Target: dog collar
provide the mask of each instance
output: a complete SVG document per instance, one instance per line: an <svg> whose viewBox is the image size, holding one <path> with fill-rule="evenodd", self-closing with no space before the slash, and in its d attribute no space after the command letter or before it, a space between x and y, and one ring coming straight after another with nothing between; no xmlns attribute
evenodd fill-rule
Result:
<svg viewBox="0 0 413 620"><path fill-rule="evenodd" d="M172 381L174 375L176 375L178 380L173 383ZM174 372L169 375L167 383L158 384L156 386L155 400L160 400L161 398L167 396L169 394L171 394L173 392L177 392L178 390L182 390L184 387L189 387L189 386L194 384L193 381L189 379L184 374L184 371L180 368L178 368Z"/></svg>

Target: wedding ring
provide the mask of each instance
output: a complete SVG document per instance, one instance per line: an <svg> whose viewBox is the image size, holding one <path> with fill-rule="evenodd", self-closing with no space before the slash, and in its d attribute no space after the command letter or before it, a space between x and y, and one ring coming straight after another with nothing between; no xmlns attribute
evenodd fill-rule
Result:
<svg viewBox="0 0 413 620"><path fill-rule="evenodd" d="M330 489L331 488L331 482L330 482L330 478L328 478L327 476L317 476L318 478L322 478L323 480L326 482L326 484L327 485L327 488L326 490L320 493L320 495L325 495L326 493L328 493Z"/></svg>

☆ ☆ ☆ ☆ ☆ ☆ ☆

• _Указания и требования_:
Представьте все приведённые выше данные построчно в виде нумерованного списка, опустив пустые строки.

• _Результат выполнения_:
1. Target: dog collar
2. provide the mask of each instance
3. output: a complete SVG document per instance, one instance per line: an <svg> whose viewBox is the image size, holding one <path> with fill-rule="evenodd", self-closing with no space before the slash, and in its d attribute no space after the command letter or before it, a space between x and y, and one ring coming straight after another with nothing between; no xmlns attribute
4. evenodd fill-rule
5. Result:
6. <svg viewBox="0 0 413 620"><path fill-rule="evenodd" d="M172 381L174 375L176 375L178 380L173 383ZM174 372L169 375L167 383L158 384L156 386L155 400L160 400L161 398L167 396L169 394L171 394L173 392L177 392L178 390L182 390L184 387L189 387L189 386L194 384L193 381L189 379L184 374L184 371L180 368L178 368Z"/></svg>
7. Target: wedding ring
8. provide the mask of each instance
9. output: a complete SVG document per instance, one instance per line: an <svg> whose viewBox is the image size, holding one <path> with fill-rule="evenodd", self-closing with no space before the slash, and in its d attribute no space after the command letter or before it, a space between x and y, and one ring coming straight after another with nothing between; no xmlns attribute
10. evenodd fill-rule
11. Result:
12. <svg viewBox="0 0 413 620"><path fill-rule="evenodd" d="M330 489L331 488L331 482L330 482L330 478L328 478L327 476L317 476L318 478L322 478L323 480L326 482L326 484L327 485L327 488L326 490L320 493L320 495L325 495L326 493L328 493Z"/></svg>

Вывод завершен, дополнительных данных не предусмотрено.